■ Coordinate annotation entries
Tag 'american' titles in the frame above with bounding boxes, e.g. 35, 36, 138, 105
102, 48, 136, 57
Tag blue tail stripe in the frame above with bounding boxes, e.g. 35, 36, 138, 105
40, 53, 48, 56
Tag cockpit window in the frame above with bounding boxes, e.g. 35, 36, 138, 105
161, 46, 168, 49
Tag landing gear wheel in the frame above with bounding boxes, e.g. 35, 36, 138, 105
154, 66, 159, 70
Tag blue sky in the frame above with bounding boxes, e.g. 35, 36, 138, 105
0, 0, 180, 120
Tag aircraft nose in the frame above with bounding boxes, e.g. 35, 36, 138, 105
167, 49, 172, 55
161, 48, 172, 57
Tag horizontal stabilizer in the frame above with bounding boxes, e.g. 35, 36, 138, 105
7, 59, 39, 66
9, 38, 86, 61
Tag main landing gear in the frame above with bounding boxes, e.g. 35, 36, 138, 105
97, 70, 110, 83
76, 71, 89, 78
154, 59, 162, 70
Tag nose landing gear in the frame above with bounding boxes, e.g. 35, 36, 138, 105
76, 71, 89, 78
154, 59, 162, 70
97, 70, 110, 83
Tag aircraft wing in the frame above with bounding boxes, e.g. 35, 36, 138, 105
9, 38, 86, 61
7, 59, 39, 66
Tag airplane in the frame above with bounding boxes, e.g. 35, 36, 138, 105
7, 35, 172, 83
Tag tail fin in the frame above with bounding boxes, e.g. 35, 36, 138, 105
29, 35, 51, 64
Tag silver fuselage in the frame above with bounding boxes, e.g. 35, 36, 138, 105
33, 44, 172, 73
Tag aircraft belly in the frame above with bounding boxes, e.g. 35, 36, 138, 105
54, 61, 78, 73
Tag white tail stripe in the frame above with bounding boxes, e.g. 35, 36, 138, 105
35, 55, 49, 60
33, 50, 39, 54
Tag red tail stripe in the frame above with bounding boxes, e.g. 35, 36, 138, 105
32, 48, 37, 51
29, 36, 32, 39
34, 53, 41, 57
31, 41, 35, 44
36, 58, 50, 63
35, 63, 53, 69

==

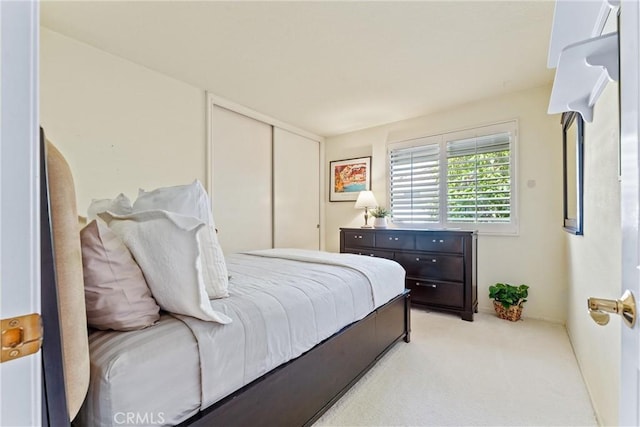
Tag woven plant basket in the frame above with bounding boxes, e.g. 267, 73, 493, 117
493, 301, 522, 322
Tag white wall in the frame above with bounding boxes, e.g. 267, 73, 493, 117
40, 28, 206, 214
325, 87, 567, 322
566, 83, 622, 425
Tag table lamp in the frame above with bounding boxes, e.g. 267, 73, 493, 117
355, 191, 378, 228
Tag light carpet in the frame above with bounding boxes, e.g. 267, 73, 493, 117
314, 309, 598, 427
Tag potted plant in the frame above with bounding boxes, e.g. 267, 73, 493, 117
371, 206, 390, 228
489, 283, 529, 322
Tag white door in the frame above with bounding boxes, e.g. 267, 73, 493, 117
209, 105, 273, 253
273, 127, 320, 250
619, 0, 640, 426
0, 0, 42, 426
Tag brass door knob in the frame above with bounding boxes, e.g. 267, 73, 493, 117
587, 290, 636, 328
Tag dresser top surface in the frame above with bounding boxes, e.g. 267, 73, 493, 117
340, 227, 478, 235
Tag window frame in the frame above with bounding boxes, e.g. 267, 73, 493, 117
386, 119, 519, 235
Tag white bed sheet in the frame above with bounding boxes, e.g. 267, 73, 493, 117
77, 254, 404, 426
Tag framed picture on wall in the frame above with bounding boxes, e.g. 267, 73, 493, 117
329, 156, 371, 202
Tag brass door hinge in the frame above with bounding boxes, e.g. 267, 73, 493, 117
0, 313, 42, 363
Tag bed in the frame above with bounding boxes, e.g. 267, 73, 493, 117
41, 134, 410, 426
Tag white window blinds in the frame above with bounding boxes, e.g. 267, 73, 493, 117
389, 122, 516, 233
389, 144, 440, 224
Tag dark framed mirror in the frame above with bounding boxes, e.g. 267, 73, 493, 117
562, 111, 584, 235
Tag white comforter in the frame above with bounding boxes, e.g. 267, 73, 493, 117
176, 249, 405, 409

* * *

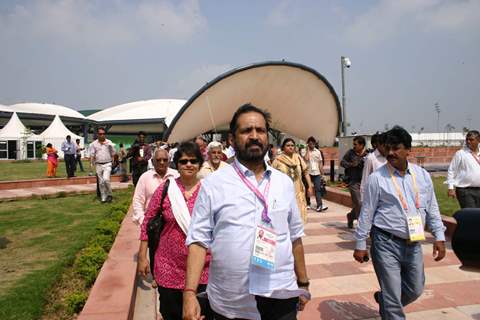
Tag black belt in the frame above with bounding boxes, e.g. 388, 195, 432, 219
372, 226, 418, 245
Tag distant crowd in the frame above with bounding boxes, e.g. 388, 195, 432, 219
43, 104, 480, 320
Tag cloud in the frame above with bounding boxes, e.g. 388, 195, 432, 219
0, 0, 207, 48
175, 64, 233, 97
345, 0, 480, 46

■ WHAT YOU SHOULD DO
Pick out every line in the entries above that contains the word "landing", copying each one in full. Case counts.

■ OUTPUT OF THE EXERCISE
Tag landing gear wheel in the frame above with bounding boxes, e.g. 35, 36, 138, 105
Tag main landing gear in the frame above with bounding boxes, e.g. 35, 36, 138, 105
Tag nose landing gear in the frame above with bounding boxes, e.g. 35, 36, 138, 105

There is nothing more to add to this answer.